▸ **Source passage**
* * * * * * * * *

It’s no lie –
I’ve been freelance writing since 2014 and have worked with amazing small businesses, influencers and big brands.
During this time, I learned I didn’t have to hustle as hard or write as much, or be fully booked to make a living as a writer.
I created other income streams – like having other websites and creating digital products – which allowed me to work from home indefinitely.
But, I also refined my freelance writing service so that my value increased, making my writing rate substantially increase as well.
I share my journey in this Youtube video if you want to know more about how I became a successful freelance writer.
What helped me grow as a freelance writer was setting actionable goals, and for the past two years, my goal was to secure big brand writing gigs and I did just that!
So, when 2021 rolled around, I wanted to try something new.
I decided I wanted to break into email copywriting.
I chose this specific short copywriting service because of Samar Owais.
She recently did a freelance writing training on email copywriting in the Writeto1k private Facebook group.
I often get expert freelance writers like Samar, Elise Dopson, Alicia Rades, or Carrie Smith to share advanced tactics to help my course students.
And Samar didn’t disappoint!
I loved her training, and it really excited me to the possibility of a new freelance writing service.
But, there was another reason why I wanted a new writing gig – I wanted to show my course students that I do what I preach.
I didn’t just try freelance writing on a whim in 2014, then secured a few clients and created a course, and stopped freelance writing.
It’s the complete opposite.
I haven’t stopped securing freelance writing jobs.
What I Offer as an Email Copywriter
In Samar’s training, she talked about creating a welcome series for the eCommerce and SaaS industries.
I liked the idea of offering welcome series campaigns and product funnels or product deal emails to creators and service providers.
I have experience in my own business writing marketing emails and learned and applied copywriting to my content over the years.
While I write digital marketing content for the SaaS industry, I wanted my new service to be varied.
Working with other creators and service providers like coaches, designers or eBook/course creators allowed me to try out different niches.
My rate for email copywriting is standard as well – $150 per email. Over time I will up my email rate to $300 per email, but this is a process.
Here is an invoice from one of my clients.
I’m comfortable with this rate and the type of work involved for this rate. Once I have more time for this type of writing gig I can increase my value and rate.
Most of my clients hired me to either write a new welcome series – 4-5 emails or tweak an existing series where I edit or write a few new emails in the sequence.

* * * * * * * * *

▸ **What to work on**
Write out the stretch of the freelance writing post from "It’s the complete" through "and service providers.", replacing "welcome series" with "onboarding sequence". The items have no connection to the freelance writing post.

▸ **Dataset entries**
* * * * * * * * *

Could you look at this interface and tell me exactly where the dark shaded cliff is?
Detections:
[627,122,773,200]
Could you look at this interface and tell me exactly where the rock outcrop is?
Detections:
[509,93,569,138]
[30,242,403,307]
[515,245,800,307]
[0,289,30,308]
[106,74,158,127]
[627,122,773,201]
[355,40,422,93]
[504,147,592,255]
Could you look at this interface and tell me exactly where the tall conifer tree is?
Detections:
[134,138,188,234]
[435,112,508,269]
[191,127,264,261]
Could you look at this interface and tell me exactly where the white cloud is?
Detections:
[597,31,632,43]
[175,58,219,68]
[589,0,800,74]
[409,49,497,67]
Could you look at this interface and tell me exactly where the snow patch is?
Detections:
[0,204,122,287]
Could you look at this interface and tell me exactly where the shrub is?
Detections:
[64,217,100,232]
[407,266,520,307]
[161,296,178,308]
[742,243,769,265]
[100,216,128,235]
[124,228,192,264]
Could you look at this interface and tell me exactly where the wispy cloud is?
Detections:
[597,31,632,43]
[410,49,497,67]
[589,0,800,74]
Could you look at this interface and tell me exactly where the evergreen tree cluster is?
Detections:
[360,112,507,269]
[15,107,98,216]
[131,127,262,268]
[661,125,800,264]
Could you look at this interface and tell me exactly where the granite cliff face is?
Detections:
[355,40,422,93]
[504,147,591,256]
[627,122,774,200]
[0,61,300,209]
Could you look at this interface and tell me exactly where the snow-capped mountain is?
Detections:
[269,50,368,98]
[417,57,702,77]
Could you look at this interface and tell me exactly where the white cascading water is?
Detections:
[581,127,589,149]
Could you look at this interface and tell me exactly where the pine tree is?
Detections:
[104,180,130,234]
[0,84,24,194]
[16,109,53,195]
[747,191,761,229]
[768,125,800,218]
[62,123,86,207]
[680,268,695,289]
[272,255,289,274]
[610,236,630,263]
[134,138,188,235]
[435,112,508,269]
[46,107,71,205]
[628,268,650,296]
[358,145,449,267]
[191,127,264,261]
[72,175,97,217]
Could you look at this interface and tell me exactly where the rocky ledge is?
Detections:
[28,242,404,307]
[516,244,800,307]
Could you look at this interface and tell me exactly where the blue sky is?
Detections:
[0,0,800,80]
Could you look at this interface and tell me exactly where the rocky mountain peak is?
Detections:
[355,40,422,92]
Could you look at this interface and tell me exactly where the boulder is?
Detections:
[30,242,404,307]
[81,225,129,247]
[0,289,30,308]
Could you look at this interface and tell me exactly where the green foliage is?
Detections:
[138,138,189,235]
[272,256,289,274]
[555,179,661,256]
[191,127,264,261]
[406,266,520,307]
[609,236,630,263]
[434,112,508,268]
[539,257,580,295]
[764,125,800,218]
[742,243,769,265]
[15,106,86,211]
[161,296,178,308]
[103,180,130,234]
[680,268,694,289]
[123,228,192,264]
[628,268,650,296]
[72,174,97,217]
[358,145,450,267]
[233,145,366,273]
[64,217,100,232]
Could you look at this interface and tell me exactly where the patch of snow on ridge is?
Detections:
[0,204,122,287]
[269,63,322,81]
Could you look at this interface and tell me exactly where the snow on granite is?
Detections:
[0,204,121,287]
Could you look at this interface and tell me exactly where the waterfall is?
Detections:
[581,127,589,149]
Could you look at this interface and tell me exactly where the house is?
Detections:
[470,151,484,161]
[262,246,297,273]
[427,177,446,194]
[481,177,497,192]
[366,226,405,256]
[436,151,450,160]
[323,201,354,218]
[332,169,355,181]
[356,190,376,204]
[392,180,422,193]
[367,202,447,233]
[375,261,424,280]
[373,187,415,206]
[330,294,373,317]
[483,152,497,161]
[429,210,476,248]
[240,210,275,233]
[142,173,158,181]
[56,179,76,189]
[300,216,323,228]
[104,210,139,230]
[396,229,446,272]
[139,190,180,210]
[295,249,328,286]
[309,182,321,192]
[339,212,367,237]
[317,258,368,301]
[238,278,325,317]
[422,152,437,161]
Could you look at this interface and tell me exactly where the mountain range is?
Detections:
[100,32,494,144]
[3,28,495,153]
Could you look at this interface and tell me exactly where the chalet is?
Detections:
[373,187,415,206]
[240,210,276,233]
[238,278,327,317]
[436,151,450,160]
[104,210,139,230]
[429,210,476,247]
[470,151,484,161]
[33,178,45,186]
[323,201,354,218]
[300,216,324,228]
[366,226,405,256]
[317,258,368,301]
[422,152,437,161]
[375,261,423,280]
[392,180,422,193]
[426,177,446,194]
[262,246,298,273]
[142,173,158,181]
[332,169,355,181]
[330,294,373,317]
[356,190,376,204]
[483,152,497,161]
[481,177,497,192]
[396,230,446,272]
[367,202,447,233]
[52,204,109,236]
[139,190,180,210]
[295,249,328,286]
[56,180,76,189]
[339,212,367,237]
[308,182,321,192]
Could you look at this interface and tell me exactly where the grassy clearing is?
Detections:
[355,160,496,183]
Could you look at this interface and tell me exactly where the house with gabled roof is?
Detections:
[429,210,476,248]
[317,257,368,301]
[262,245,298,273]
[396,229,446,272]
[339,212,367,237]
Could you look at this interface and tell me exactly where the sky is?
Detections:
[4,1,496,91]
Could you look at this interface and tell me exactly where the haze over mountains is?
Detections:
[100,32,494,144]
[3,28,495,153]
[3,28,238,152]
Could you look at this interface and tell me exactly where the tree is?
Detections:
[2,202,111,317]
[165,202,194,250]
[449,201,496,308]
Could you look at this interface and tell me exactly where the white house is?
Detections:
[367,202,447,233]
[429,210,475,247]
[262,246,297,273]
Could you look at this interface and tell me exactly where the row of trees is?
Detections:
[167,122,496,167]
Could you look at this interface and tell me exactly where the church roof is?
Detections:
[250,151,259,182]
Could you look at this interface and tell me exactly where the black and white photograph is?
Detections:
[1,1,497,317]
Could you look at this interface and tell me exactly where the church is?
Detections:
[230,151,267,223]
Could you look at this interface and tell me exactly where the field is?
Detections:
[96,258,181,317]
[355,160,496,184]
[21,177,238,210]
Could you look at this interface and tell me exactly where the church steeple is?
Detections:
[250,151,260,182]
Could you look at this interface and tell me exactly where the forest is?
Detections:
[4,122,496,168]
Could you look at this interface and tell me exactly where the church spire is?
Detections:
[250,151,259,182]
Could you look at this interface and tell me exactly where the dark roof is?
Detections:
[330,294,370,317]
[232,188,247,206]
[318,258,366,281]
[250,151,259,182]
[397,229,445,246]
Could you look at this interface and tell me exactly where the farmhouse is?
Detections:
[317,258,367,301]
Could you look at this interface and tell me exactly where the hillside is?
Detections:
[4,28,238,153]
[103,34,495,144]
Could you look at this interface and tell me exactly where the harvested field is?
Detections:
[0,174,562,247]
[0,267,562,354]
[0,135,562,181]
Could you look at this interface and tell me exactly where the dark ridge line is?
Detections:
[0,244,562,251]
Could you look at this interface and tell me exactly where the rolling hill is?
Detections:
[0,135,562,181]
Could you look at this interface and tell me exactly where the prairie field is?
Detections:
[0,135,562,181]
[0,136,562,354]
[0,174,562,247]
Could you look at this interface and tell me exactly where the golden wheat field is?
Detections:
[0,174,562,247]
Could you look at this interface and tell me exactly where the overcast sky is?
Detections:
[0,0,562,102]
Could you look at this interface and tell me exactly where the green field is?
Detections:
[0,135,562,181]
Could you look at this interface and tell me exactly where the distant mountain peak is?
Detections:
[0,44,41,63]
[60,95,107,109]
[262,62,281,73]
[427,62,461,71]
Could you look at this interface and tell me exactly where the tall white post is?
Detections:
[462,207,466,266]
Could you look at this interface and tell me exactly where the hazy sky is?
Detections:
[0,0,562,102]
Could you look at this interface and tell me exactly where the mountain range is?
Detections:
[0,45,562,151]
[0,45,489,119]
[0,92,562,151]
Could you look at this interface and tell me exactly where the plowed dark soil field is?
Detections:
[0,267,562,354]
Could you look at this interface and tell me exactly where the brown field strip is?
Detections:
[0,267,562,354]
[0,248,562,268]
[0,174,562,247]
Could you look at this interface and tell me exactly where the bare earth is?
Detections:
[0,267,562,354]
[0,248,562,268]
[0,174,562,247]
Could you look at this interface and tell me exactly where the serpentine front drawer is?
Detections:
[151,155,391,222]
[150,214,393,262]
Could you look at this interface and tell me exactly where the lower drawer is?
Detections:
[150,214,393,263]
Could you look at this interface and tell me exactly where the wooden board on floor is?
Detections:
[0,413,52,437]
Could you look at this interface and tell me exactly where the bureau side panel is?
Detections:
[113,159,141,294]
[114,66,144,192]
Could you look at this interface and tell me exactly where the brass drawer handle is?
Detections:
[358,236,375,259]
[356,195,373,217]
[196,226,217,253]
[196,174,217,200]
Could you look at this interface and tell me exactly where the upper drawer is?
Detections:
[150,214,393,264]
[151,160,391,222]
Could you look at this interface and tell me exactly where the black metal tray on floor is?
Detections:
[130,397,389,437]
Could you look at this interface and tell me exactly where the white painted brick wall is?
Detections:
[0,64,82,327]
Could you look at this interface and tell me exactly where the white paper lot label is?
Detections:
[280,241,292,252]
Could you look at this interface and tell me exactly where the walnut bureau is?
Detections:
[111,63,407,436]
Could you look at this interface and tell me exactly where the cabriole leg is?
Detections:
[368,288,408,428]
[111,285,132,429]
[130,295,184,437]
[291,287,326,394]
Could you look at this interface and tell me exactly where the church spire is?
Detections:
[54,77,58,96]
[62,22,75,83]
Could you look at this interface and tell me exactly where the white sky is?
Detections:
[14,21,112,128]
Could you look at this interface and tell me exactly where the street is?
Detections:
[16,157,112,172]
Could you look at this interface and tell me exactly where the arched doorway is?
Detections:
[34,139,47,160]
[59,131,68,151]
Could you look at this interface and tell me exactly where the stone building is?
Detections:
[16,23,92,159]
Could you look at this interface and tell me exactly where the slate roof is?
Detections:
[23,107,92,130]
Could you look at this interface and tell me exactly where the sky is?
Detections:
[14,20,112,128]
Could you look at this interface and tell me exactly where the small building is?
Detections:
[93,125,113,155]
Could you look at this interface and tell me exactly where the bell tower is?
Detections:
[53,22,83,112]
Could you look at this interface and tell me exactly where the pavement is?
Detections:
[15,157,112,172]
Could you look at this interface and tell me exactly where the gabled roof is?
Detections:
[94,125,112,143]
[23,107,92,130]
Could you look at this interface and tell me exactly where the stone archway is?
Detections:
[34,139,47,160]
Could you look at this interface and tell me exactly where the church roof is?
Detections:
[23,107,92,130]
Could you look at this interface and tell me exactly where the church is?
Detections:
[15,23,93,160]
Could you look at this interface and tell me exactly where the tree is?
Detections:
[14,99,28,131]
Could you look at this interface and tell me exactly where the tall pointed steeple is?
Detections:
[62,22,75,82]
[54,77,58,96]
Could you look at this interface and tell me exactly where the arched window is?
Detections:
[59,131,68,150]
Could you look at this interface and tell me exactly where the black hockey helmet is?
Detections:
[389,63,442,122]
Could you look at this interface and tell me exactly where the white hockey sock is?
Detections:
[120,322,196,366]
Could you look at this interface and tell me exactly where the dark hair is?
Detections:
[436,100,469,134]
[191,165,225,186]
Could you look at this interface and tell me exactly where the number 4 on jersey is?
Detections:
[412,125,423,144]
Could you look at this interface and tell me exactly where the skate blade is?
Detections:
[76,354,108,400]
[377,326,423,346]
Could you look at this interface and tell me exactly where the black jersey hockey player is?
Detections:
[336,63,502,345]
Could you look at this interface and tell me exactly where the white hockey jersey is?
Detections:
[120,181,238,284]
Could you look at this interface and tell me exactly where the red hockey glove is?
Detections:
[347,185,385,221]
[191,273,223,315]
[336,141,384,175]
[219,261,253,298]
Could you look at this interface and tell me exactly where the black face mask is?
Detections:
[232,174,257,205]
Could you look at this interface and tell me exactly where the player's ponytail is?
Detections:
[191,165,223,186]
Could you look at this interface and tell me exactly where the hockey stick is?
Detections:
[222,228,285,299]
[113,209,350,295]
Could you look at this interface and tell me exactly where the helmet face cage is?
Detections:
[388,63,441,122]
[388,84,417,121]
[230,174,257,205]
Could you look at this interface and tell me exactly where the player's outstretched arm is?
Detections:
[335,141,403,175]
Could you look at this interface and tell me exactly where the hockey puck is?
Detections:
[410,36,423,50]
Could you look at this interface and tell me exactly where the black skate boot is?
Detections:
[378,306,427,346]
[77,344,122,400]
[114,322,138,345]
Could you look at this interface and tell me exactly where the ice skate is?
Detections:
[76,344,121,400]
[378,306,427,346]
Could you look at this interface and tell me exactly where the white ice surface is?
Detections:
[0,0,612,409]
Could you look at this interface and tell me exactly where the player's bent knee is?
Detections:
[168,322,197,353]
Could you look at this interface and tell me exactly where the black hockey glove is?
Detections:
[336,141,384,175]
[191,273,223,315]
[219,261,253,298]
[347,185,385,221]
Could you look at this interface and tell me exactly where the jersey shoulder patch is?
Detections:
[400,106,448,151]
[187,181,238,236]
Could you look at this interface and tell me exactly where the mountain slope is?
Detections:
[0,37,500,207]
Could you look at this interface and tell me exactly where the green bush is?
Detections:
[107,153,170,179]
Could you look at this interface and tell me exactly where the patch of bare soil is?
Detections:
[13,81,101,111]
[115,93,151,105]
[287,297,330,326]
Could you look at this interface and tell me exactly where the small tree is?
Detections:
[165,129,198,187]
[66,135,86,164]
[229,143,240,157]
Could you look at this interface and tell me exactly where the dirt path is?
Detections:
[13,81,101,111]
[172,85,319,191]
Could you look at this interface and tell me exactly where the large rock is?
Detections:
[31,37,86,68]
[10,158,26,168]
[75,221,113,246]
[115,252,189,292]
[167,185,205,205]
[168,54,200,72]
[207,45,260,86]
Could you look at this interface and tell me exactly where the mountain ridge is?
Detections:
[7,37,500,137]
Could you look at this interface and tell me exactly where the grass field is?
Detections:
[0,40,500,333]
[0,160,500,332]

* * * * * * * * *

▸ **Answer**
It’s the complete opposite.
I haven’t stopped securing freelance writing jobs.
What I Offer as an Email Copywriter
In Samar’s training, she talked about creating a onboarding sequence for the eCommerce and SaaS industries.
I liked the idea of offering onboarding sequence campaigns and product funnels or product deal emails to creators and service providers.